## TEXT BLOCK
Beyond “Happiness”: 10 Ways to Increase Joy

Beyond “Happiness”: 10 Ways to Increase Joy

Beyond Happiness-10 Ways to Increase Joy; www.DrChristinaHibbert.comWe all want to “be happy,” don’t we? We want to feel well, have good times, and enjoy life. Certainly, happiness is a good thing.

We may feel happy when things go our way, when we get an unexpected surprise, or experience a moment of beauty. But in the same instant, happiness can vanish, because happiness is an emotion, a transient state of feeling.

 

Beyond “Happiness”

Instead, don’t we really want joy? Joy is deeper and more lasting. It’s not simply an emotion. “Joy…unlike happiness, is a state of being. We can be faced with challenges, situations, and life stress and still be joyful. Even when we don’t feel happy, we can be full of joy. ” (This is How We Grow, p. 335)

## WRITTEN EXERCISE 1
Reproduce, word for word, the records from the line containing "Definition first: for each instance of the tie" through the end of the records, including both of those ends.
## WRITTEN EXERCISE 2
Write the next part of the piece on moving beyond happiness to joy, picking up after its last sentence.

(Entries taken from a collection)

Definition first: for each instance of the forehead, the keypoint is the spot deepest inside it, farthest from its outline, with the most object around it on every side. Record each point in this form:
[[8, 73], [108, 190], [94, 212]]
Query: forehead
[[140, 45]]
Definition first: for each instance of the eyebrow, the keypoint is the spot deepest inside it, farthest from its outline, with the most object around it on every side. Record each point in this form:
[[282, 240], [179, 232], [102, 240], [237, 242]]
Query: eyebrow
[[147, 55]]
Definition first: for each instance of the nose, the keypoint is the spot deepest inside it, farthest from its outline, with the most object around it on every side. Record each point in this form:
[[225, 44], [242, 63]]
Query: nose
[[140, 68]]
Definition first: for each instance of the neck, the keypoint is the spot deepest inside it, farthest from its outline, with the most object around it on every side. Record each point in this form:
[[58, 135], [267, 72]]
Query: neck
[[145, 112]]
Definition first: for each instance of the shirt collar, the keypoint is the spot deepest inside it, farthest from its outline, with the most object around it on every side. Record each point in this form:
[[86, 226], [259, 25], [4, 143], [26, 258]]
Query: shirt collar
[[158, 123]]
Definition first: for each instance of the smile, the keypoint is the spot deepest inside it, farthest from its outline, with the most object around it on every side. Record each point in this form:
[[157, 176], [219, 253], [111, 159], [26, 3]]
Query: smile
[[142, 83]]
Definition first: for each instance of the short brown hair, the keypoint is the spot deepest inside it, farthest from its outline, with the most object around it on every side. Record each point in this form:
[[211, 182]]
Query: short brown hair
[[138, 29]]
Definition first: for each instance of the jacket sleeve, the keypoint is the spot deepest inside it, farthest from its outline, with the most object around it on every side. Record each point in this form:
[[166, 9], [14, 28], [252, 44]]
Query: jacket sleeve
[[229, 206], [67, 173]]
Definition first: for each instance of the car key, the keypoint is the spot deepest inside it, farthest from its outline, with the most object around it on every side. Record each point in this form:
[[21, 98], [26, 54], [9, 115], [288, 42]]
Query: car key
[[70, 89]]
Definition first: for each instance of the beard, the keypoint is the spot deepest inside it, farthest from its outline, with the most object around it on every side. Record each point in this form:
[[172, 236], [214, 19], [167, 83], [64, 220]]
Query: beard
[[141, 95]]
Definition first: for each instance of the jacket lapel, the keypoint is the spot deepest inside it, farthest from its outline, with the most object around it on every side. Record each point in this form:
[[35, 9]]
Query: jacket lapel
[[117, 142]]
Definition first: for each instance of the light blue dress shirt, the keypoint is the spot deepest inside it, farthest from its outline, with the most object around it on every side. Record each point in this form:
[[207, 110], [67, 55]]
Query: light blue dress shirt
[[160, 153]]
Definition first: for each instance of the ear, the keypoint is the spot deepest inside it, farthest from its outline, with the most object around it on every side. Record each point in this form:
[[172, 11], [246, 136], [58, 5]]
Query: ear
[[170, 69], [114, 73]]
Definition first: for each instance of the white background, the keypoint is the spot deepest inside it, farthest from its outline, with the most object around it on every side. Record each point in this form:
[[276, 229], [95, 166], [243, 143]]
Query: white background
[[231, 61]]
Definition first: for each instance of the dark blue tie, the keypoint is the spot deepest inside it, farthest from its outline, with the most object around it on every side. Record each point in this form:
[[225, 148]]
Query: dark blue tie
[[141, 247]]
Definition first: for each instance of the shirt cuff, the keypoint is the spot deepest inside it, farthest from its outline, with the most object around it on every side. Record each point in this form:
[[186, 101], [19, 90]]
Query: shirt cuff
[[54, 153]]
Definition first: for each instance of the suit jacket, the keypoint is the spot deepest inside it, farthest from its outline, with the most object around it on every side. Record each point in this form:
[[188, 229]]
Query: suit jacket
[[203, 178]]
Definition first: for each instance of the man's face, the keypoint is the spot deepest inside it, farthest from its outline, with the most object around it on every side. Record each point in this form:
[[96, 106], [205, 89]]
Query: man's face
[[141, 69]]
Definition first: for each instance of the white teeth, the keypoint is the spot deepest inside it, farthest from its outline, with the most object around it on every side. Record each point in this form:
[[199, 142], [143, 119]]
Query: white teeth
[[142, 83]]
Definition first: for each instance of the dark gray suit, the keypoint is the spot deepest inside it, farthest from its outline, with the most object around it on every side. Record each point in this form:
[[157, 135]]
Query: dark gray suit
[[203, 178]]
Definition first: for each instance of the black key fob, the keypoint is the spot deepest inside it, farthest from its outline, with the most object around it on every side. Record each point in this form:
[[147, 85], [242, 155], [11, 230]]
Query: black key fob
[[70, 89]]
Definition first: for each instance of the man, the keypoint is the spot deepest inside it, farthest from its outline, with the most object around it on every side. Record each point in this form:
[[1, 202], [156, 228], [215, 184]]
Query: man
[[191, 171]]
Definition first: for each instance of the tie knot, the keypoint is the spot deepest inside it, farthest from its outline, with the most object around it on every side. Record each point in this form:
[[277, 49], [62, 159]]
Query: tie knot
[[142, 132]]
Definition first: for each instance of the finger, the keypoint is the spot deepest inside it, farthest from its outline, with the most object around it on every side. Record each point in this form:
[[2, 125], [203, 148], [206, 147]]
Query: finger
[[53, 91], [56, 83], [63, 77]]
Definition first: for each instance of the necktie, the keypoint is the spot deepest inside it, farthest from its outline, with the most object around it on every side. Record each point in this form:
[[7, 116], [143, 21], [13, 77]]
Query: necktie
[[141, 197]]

## TASK RESPONSE 1
Definition first: for each instance of the tie knot, the keypoint is the spot deepest inside it, farthest from its outline, with the most object around it on every side. Record each point in this form:
[[277, 49], [62, 159]]
Query: tie knot
[[142, 132]]
Definition first: for each instance of the finger, the keypoint is the spot deepest inside it, farthest from its outline, with the most object around it on every side. Record each point in this form:
[[2, 125], [203, 148], [206, 147]]
Query: finger
[[53, 91], [56, 83], [63, 77]]
Definition first: for each instance of the necktie, the keypoint is the spot deepest inside it, farthest from its outline, with the most object around it on every side. Record each point in this form:
[[7, 116], [143, 21], [13, 77]]
Query: necktie
[[141, 197]]

## TASK RESPONSE 2
We can wait around to feel happy, or we can try to feel happy. Again, it’s not a bad thing to try and feel happy. However, most of society focuses on how to be “happier” by looking outside–by chasing happiness through trying to be more successful, beautiful, talented, by finding the perfect relationship, or simply by trying to have more fun. While these things can certainly bring feelings of happiness, unfortunately, those feelings don’t always last. 

 

Joy, on the other hand, comes from within. That’s why, even when circumstances change, joy remains. It is lasting, or can be, if practiced and cultivated.

 

Discovering & Uncovering Joy

Joy is a natural part of each of us. It comes from deep within, from our very soul. Unlike happiness, which is often situational or emotionally-based, joy is part of who we really are. I know, I know, some of you won’t believe what I’m saying here, but it’s true: Joy is part of who you are. It’s there, inside each of us, always. It’s just that life covers it up, so we can’t feel it. Think of joy as the sun and life stressors as the clouds and storms. Joy, like the sun, is always there; the trick is to dig beneath the cloudiness and uncover it.

 

10 Ways to Increase Joy

How can we uncover and increase our joy? Here are a few ideas to get us started.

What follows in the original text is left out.